Aufgaben:
1. Fassen Sie den Absatz des Textes über die Demokratie in Europa, der mit „All dies führt“ beginnt, als kurze Stichpunktliste zusammen.
2. Prüfen Sie anhand des Textes über die Demokratie in Europa, ob die Aussagen (a), (b) und (c) zutreffen. Antworten Sie jeweils mit Ja oder Nein und zitieren Sie die entscheidenden Worte wörtlich.
(a) Eine Veranstaltung der Reihe hatte ihren Fokus auf Spanien.
(b) Laut dem Text herrscht in unmittelbarer Nachbarschaft Krieg.
(c) Das Zentrum Liberale Moderne und die Bertelsmann Stiftung diskutierten gemeinsam über die Verfasstheit der Demokratie in Europa.
3. Führen Sie den Text über die Demokratie in Europa nach seinem letzten Satz weiter.

== Textauszug

Demokratie im Stresstest – Europa

Foto: Bertelsmann Stiftung

Wie kann die europäische Politik in Zeiten von Klima­wandel, Digita­li­sierung und Konflikten Handlungs­fä­higkeit beweisen – und die Zustimmung der Menschen gewinnen?  Darüber disku­tierten wir am 07.06. beim abschlie­ßenden Round­table der Veran­stal­tungs­reihe „Demokratie im Stresstest“.

Die Demokratie hat es nicht leicht in Europa: Sie soll große Heraus­for­de­rungen wie Klima­krise, Digita­li­sierung oder demogra­phi­schen Wandel bewäl­tigen, zugleich Menschen Freiheit, ausrei­chend Betei­ligung und ein gutes Leben ermög­lichen – und nun herrscht in unmit­tel­barer Nachbar­schaft auch noch Krieg.

Bilder @Bertelsmann Stiftung

Der Glaube an die Handlungs­fä­higkeit von Demokratien sinkt

All dies führt zu massiven Verun­si­che­rungen in vielen Ländern. Der Glaube in die Handlungs­fä­higkeit demokra­ti­scher Politik sinkt, die Polari­sierung – zumindest in Debatten – nimmt zu, und vor allem die Parteien der Mitte, einst Garanten von Stabi­lität und Fortschritt, sinken in der Wählergunst.

Über die Verfasstheit der Demokratie in Europa disku­tierten am 07.06. das Zentrum Liberale Moderne und die Bertelsmann Stiftung. Nach den Veran­stal­tungen mit einem Fokus auf die USA, Frank­reich, Italien, Israel, Polen und Ungarn bildete dieser Round­table den Abschluss der Veran­stal­tungs­reihe „Demokratie im Stresstest“.

====
== Datenteil

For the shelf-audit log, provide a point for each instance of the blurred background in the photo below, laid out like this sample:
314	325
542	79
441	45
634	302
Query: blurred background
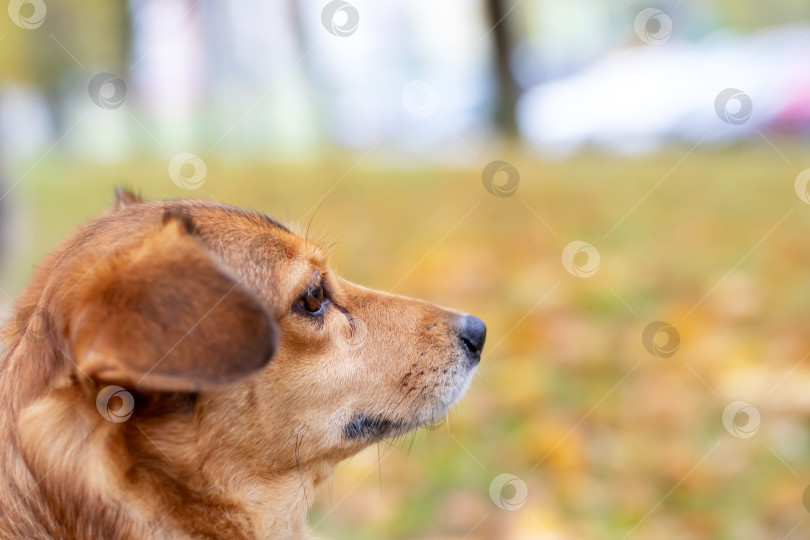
619	189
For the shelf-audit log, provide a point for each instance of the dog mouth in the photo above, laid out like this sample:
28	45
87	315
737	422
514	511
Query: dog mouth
364	427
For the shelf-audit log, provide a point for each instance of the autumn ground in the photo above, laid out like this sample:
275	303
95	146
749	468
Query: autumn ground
609	440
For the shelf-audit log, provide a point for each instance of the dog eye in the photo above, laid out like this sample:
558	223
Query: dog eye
312	301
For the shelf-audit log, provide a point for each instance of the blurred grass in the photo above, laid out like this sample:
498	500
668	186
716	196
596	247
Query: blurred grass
626	442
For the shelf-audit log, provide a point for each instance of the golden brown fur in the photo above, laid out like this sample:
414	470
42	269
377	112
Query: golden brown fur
242	399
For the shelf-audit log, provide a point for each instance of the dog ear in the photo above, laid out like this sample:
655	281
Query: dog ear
164	316
124	198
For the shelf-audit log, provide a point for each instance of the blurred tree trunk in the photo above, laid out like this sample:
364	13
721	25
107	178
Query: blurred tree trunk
498	17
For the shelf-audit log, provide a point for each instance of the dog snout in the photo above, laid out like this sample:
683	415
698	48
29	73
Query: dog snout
472	335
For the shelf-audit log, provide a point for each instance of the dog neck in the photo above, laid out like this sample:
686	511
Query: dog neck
115	477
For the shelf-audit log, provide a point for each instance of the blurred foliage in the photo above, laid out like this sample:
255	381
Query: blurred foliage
609	439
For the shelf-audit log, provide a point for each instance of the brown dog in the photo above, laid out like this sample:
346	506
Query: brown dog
183	369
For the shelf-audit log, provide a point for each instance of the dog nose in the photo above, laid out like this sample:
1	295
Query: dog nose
473	333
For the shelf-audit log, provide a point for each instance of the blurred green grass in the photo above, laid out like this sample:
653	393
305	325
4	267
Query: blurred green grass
626	442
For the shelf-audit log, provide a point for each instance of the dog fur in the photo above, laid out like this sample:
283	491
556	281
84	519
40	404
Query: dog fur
242	398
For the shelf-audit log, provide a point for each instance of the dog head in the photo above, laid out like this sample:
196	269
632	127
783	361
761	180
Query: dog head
243	353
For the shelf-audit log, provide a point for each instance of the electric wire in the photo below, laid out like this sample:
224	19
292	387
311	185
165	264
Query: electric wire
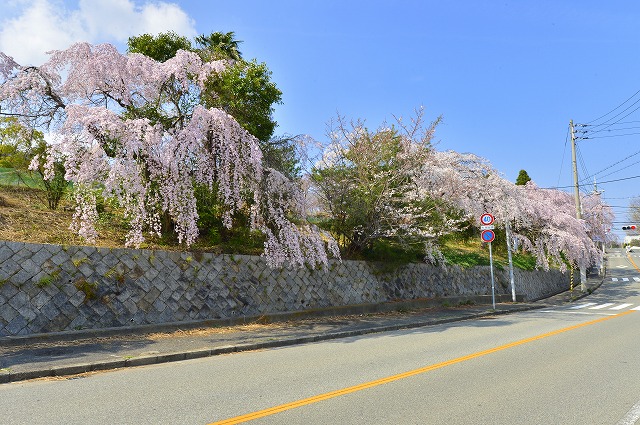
613	165
616	108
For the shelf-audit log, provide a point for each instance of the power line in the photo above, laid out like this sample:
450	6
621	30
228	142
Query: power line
600	125
616	108
613	165
617	122
584	185
602	137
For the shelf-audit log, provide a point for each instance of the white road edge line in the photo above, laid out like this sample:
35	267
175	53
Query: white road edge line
577	307
598	307
632	415
620	307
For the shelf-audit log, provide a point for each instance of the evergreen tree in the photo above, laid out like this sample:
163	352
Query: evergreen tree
523	178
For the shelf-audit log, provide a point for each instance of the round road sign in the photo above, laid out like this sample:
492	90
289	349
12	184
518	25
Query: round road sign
488	236
486	219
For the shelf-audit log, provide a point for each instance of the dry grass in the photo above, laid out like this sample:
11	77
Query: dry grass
24	217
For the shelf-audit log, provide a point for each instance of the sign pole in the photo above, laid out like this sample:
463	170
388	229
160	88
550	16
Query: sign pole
488	236
493	286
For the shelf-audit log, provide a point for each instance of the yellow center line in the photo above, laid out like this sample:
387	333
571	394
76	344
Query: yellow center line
375	383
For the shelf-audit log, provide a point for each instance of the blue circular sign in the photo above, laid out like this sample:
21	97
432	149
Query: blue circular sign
486	219
487	236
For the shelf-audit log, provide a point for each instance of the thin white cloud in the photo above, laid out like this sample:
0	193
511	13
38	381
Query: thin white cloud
44	25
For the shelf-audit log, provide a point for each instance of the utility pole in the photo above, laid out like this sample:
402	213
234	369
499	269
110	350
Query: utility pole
583	269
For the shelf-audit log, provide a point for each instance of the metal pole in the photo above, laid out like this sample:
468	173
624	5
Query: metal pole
507	230
493	286
576	192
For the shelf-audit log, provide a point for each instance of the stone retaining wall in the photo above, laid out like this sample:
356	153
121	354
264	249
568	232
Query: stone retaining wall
49	288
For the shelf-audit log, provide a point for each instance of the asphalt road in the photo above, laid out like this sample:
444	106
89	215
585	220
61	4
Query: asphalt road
571	364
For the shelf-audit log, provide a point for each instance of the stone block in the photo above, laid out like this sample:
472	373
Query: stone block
17	326
19	300
7	313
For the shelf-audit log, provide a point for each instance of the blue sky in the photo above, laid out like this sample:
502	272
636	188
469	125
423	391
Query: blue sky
506	76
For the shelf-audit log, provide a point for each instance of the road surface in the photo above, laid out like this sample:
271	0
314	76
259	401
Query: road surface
572	364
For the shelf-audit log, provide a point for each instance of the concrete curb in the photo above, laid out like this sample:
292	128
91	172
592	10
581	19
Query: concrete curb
12	341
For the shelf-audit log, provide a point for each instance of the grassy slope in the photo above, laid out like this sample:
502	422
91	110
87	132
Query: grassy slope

====

Lösungen:
1.
- Massive Verunsicherung in vielen Ländern
- Sinkender Glaube an die Handlungsfähigkeit demokratischer Politik
- Zunehmende Polarisierung, zumindest in Debatten
- Verlust an Wählergunst vor allem für die Parteien der Mitte, die einst Garanten von Stabilität und Fortschritt waren

2.
(a) Nein: „mit einem Fokus auf die USA, Frank­reich, Italien, Israel, Polen und Ungarn“
(b) Ja: „in unmit­tel­barer Nachbar­schaft auch noch Krieg“
(c) Ja: „Über die Verfasstheit der Demokratie in Europa disku­tierten am 07.06. das Zentrum Liberale Moderne und die Bertelsmann Stiftung“

3.
Anna Lührmann, Mitglied des Deutschen Bundes­tages und Staats­mi­nis­terin im Auswär­tigen Amt, und Tanja Börzel, Profes­sorin an der Freien Univer­sität Berlin, führten mit zwei Kurzinputs in die Diskussion ein.

Die Europäische Integration macht Demokratien resili­enter 

Trotz der Krisen­dia­gnose gibt es Anlass zur Hoffnung: Die Einbindung in das supra­na­tionale System EU macht viele Staaten resili­enter gegenüber Krisen, als sie es allein wären. Die Länder können gemeinsam agieren, wie etwa in der Corona­pan­demie oder beim European Green Deal.

Das gemeinsame Handeln führt auch dazu, dass viele Länder Europa als Anker der Demokratie sehen: Der Wunsch, der Europäi­schen Union beizu­treten, ist unver­mindert groß. Das zeigt unter anderem das Bestreben der Ukraine, Georgiens und Moldaus sowie der Länder des westlichen Balkans, sich so schnell wie möglich der EU anzunähern. Freiheit und Demokratie, so scheint es, haben nach wie vor eine große Anziehungskraft.

Aber: Sowohl die Demokratie in den Mitglieds­staaten Europas wie auch die EU selbst sind nicht unange­fochten. Einige Länder wenden sich gegen die Insti­tu­tionen der Demokratie, gegen freie Medien, unabhängige Justiz oder eine freie Zivil­ge­sell­schaft. Diese Länder bremsen auch alle Reform­pro­zesse der Europäi­schen Union.

Keine Abstriche bei den Grund­rechten und beim Rechtsstaat

Eine zentrale Frage ist, wie diese mit der Diver­sität an Demokratie- und Politik­vor­stel­lungen ihrer Mitglieder umgehen sollte. Soll die EU trotzdem darauf beharren, dass alle alles gleich­zeitig umsetzen – auch auf die Gefahr von Beschluss­un­fä­higkeit? Kann es ein Europa der verschie­denen Geschwin­dig­keiten geben?

Einig waren sich die Teilneh­menden darin, dass bei den zentralen Grund­rechts- und Rechts­staats­prin­zipien keine Abstriche gemacht werden sollten. Die Europäische Union ist heute eben mehr als die Wirtschafts­union der Anfangstage: Sie ist eine Rechtsstaatsgemeinschaft.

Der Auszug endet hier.